**About this exercise**
Rewrite the passage of the Life Stories album text that starts at "Earl Klugh chronology" and ends at "of the songs.", swapping "musical backgrounds" for "musical settings".

**Excerpt provided**
<<<<
Studio album by Earl Klugh
- Released: 1986
- Studios: Mediasound Studios, Sigma Sound Studios and Atlantic Studios (New York City, New York); United Sound Systems (Detroit, Michigan); Studio A (Dearborn Heights, Michigan);
- Genres: Smooth jazz, crossover jazz, jazz pop, instrumental pop
- Length: 41:47
- Label: Warner Bros.
- Producer: Earl Klugh

Earl Klugh chronology
| Just Between Friends (1986) | Life Stories (1986) | Collaboration (1987) |

= Life Stories (Earl Klugh album) =

Life Stories is the 13th studio album by Earl Klugh released in 1986. This release, "sets Klugh`s ballads against a variety of musical backgrounds, including violins, flutes, electric guitars and a variety of synthesizers". As in some of his previous albums, Klugh is joined by David Matthews and Grammy Award winner Don Sebesky who conducted and arranged some of the songs.

Professional ratings
Review scores
| Source | Rating |
| allmusic.com | Star |

== Track listing ==
Information based on Liner Notes

1. "The Traveler" (Written by Earl Klugh) - 4:07
Strings arranged by Don Sebesky
Synthesizer arranged by Greg Phillinganes
Rhythm arranged by Earl Klugh, Gene Dunlap, Calvin Bryant & Thom Hall
1. "Just for Your Love"
(James Gadson, Clarence McDonald, Alan Abrahams) - 4:13
Strings by Don Sebesky
1. "Second Chances" (Earl Klugh) - 3:59
Rhythm & Synthesizer arranged by Earl Klugh
Additional Synthesizer arranged by Greg Phillinganes
1. "For the Love of You" (Ernie Isley, Marvin Isley, Chris Jasper, O'Kelly Isley, Ronald Isley, Rudolph Isley) - 3:59
Rhythm arranged by Earl Klugh
Strings arranged by Don Sebesky
Synthesizer arranged by Greg Phillinganes
1. "Debra Anne" (Written and Arranged by Earl Klugh) - 3:42
2. "Santiago Sunset" (Written by Earl Klugh) - 4:33
Chamber Ensemble arranged by Don Sebesky
1. "Sandman" (Written and Arranged by Earl Klugh) - 4:46
2. "Return of the Rainmaker" (Written by Earl Klugh) - 6:11
3. "Moon and the Stars" (Written and Arranged by Earl Klugh) - 3:32
4. "The Traveler, Pt. 2" (Written by Earl Klugh) - 2:45

- Notes
- ”Just for Your Love” originally performed by The Memphis Horns
- ”For the Love of You” originally performed by The Isley Brothers

== Personnel ==
Information is based on the album's liner notes

- Earl Klugh – guitars, keyboards (3, 5), mandolin (9)
>>>>
**Available data**
<<<<
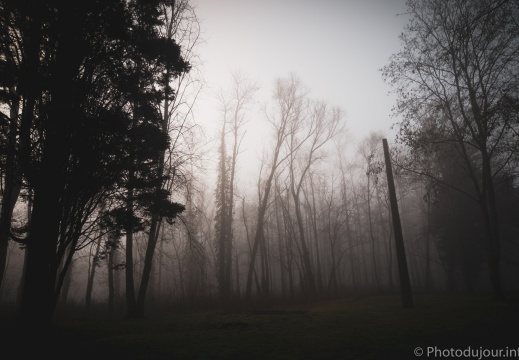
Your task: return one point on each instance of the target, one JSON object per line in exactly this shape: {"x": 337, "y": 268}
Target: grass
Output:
>>>>
**Answer section**
Earl Klugh chronology
| Just Between Friends (1986) | Life Stories (1986) | Collaboration (1987) |

= Life Stories (Earl Klugh album) =

Life Stories is the 13th studio album by Earl Klugh released in 1986. This release, "sets Klugh`s ballads against a variety of musical settings, including violins, flutes, electric guitars and a variety of synthesizers". As in some of his previous albums, Klugh is joined by David Matthews and Grammy Award winner Don Sebesky who conducted and arranged some of the songs.